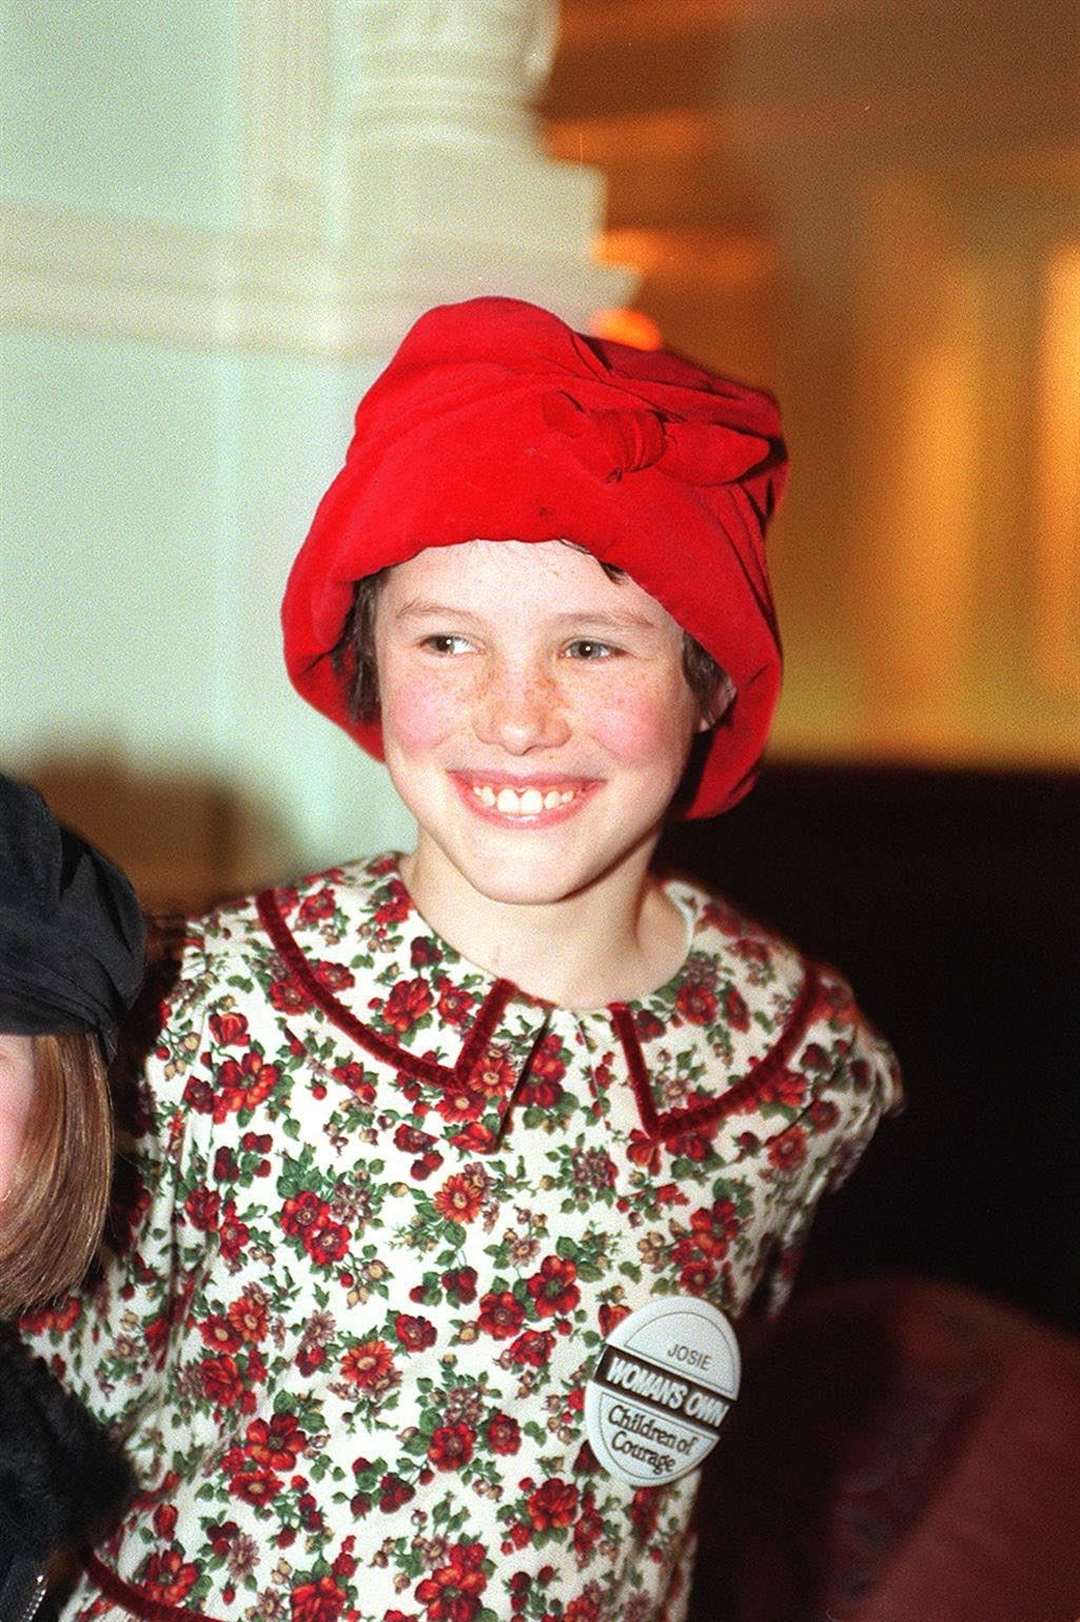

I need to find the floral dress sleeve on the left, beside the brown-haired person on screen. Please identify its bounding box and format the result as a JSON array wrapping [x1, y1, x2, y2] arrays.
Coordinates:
[[19, 934, 211, 1474]]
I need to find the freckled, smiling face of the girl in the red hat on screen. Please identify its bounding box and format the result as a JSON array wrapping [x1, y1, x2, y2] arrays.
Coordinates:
[[375, 540, 705, 903]]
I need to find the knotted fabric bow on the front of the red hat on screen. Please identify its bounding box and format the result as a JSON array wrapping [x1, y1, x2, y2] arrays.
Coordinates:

Your objective: Every line holding the string "format" should be copied here, so please find those lines in the data.

Task answer:
I need to find the floral dress sleeve on the left, beside the brown-haired person on screen. Please identify its bounding box and format the result as a JSON array wrapping [x1, y1, x2, y2] arrays.
I need to find the freckled, smiling face of the girl in the red hat on screen. Please identify its bounding box and format the result as a JSON array wrapping [x1, y1, x2, y2] arrays.
I need to find the knotted fabric bow on the front of the red hat on screen. Please identify its bounding box and format the result as a JSON array wrapping [x1, y1, x2, y2] arrays.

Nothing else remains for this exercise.